What you need to do
- a) According to the Green cards article, which card was banned in the Pioneer format this past Monday?
- b) The Green cards article says that at most 8 cards could differ from one Top 4 deck to another. Explain how it arrives at that number.
- c) Output the passage of the Green cards article from "16 Once Upon" up to and including "different from another.".

Document passage
━━━━━━━━━━━━━━━━━━━━━━━━━━━━━━
It is Wednesday, my dudes!

One thing we've been talking about a lot recently is Green cards. And Green decks. All things Green. Last week we talked about the first wave of bannings in Pioneer, 66% of which were Green cards. The week before that we talked about how Oko was dominating all the formats, Standard included. Maybe dominating is a strong word for the non-Standard formats; "present and winning" in every format, let's say.

The reason I'm bringing all this up is two-fold. 1) This weekend there was an absolutely unprecedented number of Green cards in the Top 8 of the Mythic Championship. (Actually I don't know if it was unprecedented; that's too much research to do. It was a lot, and it seems unprecedented enough, okay!?) And 2) yet another Green card was banned in the Pioneer format this past Monday: Veil of Summer. It seems like no matter what format you're playing,Green has become the best color you can possibly sleeve up.

Green at Mythic Championship VI

Let's talk about the first part of our two issues first. For obvious reasons. If you happen to follow me on social media, you may have noticed me make the following observation:

"The Top 4 of this Mythic Championship contains the following:

16 Oko, Thief of Crowns

16 Gilded Goose

16 Paradise Druid

16 Hydroid Krasis

16 Once Upon a Time

16 Wicked Wolf

16 Nissa, Who Shakes the World"

Oko, Thief of Crowns
That's four copies in every one of the Top 4 decks. That means 28 of every non-land card in the Top 4 decks was the exact same. (Much higher when you include lands and overlapping sideboard slots, but at least these 28.) That means, given that each deck played a minimum of 24 lands, there were a maximum of 8 cards that any deck could have different from another.

Veil of Summer was also likely a three- to four-of in every deck, I would imagine (without double checking), so that's another ubiquitous card that was present in all of these decks. I don't know about you, but something surely has to be done about this come the Banned and Restricted announcement next week on November 18th.

Whether we agree that there is more than one inherently broken Green card in Standard or not (there is), one thing that seems indisputable is that Green is by far the strongest color in the format right now. Outside of the six copies of ug decks in the Top 8, there were two other decks that did not add Blue: wg and bg Adventures. Both decks consisting of...you guessed it: Green cards!
━━━━━━━━━━━━━━━━━━━━━━━━━━━━━━
Listed records
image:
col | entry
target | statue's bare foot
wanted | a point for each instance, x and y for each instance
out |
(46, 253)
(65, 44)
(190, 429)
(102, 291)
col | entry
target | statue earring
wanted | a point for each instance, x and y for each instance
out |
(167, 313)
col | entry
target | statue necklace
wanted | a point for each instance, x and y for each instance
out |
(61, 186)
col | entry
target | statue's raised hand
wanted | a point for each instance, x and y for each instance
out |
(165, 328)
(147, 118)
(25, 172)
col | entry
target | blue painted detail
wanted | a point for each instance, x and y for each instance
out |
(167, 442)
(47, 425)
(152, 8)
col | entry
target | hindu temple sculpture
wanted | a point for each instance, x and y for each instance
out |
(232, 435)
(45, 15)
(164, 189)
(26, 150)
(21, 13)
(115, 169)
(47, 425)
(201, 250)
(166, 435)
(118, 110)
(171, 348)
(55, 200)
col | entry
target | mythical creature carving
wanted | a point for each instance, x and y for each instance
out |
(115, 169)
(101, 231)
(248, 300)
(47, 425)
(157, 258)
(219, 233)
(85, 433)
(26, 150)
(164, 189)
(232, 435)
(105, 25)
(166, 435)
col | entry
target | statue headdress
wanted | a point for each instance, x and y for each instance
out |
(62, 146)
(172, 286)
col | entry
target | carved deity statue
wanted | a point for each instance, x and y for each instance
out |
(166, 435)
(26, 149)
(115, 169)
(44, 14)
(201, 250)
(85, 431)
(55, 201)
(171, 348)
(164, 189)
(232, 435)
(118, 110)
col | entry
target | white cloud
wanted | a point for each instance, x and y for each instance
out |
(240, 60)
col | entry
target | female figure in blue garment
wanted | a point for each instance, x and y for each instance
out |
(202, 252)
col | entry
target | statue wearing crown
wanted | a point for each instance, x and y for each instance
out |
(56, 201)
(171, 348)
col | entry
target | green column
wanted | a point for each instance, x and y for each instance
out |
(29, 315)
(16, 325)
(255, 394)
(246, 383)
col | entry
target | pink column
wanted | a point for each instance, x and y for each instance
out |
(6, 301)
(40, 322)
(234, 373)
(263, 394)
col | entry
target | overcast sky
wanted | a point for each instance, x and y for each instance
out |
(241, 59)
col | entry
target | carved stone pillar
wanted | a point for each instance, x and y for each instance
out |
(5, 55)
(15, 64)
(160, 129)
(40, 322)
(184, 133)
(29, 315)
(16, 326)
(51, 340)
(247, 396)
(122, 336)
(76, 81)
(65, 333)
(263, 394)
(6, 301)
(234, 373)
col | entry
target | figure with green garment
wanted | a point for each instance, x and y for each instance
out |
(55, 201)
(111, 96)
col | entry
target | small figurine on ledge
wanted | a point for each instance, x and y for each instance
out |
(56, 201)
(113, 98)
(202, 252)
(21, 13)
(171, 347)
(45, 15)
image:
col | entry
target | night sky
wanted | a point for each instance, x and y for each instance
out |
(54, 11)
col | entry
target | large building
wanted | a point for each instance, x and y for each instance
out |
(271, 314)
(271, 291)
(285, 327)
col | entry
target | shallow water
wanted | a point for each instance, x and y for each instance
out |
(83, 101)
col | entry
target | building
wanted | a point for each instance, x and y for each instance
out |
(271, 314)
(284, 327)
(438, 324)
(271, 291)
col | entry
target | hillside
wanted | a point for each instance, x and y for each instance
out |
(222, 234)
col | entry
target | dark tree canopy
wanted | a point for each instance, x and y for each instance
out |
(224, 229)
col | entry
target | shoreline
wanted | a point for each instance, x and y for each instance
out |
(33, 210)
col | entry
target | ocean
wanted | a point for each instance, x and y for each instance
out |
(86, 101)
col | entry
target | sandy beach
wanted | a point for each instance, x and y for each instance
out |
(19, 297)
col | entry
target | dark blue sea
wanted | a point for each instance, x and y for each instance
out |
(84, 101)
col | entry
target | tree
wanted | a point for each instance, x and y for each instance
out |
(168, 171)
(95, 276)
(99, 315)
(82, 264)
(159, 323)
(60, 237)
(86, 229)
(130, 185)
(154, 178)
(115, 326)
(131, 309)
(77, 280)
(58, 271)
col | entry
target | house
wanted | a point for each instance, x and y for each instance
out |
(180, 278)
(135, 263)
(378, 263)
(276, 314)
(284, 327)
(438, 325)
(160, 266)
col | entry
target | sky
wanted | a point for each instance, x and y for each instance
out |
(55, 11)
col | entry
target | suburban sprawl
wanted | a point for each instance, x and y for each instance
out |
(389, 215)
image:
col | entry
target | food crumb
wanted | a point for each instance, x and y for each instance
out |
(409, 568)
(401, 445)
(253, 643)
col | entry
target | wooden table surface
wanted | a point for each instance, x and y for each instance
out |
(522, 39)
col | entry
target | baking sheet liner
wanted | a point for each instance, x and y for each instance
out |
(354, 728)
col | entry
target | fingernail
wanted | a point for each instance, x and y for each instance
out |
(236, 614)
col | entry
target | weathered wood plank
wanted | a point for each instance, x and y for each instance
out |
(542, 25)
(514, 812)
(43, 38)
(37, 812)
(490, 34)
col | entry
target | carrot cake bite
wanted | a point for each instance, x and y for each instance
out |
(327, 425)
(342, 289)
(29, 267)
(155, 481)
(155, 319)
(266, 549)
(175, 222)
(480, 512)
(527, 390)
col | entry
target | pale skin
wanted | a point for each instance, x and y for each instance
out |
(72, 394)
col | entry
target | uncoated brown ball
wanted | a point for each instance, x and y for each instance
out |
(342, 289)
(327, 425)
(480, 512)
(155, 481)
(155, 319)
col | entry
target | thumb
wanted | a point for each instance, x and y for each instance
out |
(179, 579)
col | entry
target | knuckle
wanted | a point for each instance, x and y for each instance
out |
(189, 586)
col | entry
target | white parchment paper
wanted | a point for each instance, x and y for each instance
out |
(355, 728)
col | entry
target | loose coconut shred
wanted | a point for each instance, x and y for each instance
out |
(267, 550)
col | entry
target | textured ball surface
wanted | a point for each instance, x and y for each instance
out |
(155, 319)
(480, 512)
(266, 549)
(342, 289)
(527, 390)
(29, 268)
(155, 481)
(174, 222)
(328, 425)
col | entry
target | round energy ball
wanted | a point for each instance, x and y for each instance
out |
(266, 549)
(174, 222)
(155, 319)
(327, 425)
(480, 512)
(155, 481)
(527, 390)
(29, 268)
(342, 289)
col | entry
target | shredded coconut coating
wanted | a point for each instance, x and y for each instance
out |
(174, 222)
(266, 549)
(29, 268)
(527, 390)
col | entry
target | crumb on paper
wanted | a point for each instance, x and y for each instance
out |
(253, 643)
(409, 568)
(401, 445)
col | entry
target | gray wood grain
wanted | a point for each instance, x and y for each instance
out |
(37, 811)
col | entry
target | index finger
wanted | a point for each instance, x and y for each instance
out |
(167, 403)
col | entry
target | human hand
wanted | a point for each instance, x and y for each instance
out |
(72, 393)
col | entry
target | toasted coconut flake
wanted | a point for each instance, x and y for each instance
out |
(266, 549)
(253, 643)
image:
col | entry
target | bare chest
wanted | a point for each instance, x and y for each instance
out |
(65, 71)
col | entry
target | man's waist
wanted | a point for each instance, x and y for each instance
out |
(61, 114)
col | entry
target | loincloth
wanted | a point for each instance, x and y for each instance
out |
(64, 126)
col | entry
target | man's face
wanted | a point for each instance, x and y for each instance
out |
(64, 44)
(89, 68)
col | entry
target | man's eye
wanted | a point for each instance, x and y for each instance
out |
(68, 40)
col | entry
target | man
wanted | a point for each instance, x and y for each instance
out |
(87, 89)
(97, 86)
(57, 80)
━━━━━━━━━━━━━━━━━━━━━━━━━━━━━━
Answers in order
- a) Veil of Summer.

- b) Each Top 4 deck ran four copies of the same seven cards, so 28 non-land cards were identical across them. Each deck also played at least 24 lands, which leaves a maximum of 8 cards that could differ.

- c)
16 Once Upon a Time

16 Wicked Wolf

16 Nissa, Who Shakes the World"

Oko, Thief of Crowns
That's four copies in every one of the Top 4 decks. That means 28 of every non-land card in the Top 4 decks was the exact same. (Much higher when you include lands and overlapping sideboard slots, but at least these 28.) That means, given that each deck played a minimum of 24 lands, there were a maximum of 8 cards that any deck could have different from another.